= Beginning of Section =

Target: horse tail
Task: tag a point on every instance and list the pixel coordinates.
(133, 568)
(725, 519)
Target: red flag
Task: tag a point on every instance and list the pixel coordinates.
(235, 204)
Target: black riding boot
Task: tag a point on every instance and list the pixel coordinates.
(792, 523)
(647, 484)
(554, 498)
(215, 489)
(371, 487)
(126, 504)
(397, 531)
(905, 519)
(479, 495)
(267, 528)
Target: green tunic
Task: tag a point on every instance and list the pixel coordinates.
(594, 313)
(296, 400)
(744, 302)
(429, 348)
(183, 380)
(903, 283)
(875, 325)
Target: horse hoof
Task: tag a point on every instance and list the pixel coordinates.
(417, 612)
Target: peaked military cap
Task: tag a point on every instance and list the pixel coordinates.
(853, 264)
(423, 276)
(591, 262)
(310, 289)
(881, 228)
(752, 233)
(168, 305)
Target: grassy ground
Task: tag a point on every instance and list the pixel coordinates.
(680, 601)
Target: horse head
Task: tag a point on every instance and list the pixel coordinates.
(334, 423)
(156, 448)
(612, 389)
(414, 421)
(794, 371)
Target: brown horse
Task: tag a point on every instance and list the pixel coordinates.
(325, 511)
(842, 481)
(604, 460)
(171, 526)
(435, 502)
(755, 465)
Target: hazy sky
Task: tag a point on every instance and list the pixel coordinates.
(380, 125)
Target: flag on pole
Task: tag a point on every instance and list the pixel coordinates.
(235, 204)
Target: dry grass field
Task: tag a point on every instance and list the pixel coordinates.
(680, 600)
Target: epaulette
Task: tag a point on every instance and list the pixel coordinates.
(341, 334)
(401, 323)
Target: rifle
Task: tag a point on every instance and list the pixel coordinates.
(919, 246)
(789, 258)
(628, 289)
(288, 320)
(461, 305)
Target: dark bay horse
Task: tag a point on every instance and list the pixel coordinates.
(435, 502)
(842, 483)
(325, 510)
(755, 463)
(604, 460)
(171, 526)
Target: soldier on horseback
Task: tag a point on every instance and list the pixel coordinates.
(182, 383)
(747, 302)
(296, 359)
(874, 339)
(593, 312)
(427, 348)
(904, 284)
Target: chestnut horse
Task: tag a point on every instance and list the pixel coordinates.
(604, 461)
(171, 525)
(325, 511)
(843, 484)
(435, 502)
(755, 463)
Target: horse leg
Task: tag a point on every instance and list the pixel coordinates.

= End of Section =

■ Exercise:
Exactly repeat the lines running from the top of the listing to the line bearing "Target: dark bay horse", both of those lines included, and only them.

■ Answer section:
Target: horse tail
Task: tag a point on every instance and list the pixel coordinates.
(133, 568)
(725, 519)
Target: red flag
Task: tag a point on every instance and list the pixel coordinates.
(235, 204)
Target: black riding boot
Task: tag a point on every instance and list the pixel coordinates.
(792, 523)
(647, 484)
(554, 498)
(215, 489)
(371, 487)
(126, 504)
(397, 531)
(905, 519)
(479, 495)
(267, 528)
Target: green tunic
Task: tag a point on every instance and list the pixel coordinates.
(594, 313)
(296, 400)
(744, 302)
(429, 348)
(183, 380)
(903, 283)
(875, 325)
Target: horse hoof
Task: tag a point on every instance and list the pixel coordinates.
(417, 612)
Target: peaked military cap
Task: tag a point on every instance and list the pixel coordinates.
(853, 264)
(423, 276)
(591, 262)
(310, 289)
(881, 228)
(752, 233)
(168, 305)
Target: grassy ground
Task: tag a point on every instance and list the pixel coordinates.
(680, 601)
Target: horse head
Task: tag a point on every instance and list the pixel coordinates.
(334, 423)
(156, 448)
(612, 389)
(414, 421)
(794, 371)
Target: brown horse
Task: tag a point on every instance and list the pixel coordinates.
(325, 511)
(842, 481)
(604, 460)
(171, 526)
(435, 502)
(755, 465)
Target: hazy sky
Task: tag a point on every instance and list the pixel coordinates.
(380, 125)
Target: flag on pole
Task: tag a point on every instance and list the pixel coordinates.
(235, 204)
Target: dry grass field
Task: tag a point on every instance and list the pixel coordinates.
(680, 600)
Target: epaulette
Task: tag a point on every instance and list the pixel coordinates.
(341, 334)
(401, 323)
Target: rifle
Task: tag a point on every instance and list the pixel coordinates.
(919, 246)
(789, 258)
(628, 289)
(288, 320)
(461, 305)
Target: dark bay horse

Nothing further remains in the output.